▶ EXCERPT TO READ
-----

Alternately or in addition, the volume or geometry of the combustor
may be adjusted to change the natural or resonant frequency of
components in the combustor; however, the change in volume or
geometry may adversely affect the mixing between the fuel and
working fluid. As an alternative or additional approach, increasing
the natural or resonant frequency of the end cap in the combustor
may be useful to avoiding harmonic frequencies in the combustor and
the associated undesirable combustor dynamics.
BRIEF DESCRIPTION OF THE INVENTION
[0005] Aspects and advantages of the invention are set forth below
in the following description, or may be obvious from the
description, or may be learned through practice of the
invention.

-----

▶ EXERCISE TASK
Answer these from the combustor excerpt:
(a) According to the excerpt, what might a change in the combustor's volume or geometry adversely affect?
(b) Raising the natural or resonant frequency of which combustor component may help avoid harmonic frequencies?
(c) In paragraph [0005], where are the aspects and advantages of the invention said to be set forth?
None of the material that comes next is needed.

▶ RECORDED DATA

-----

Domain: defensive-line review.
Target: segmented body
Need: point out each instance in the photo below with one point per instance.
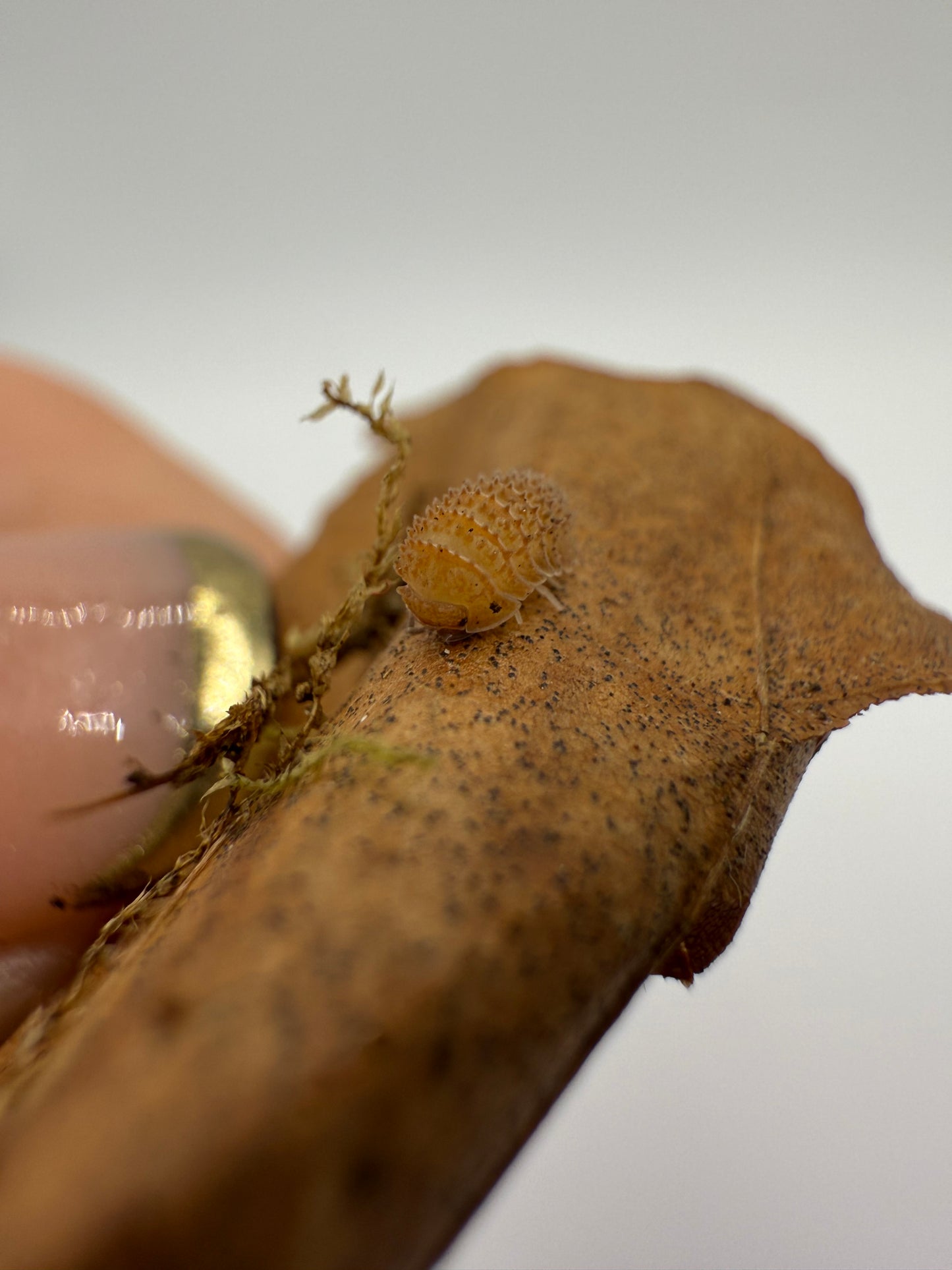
(471, 559)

-----

▶ EXERCISE ANSWER
(a) The mixing between the fuel and working fluid.
(b) The end cap.
(c) Below, in the following description.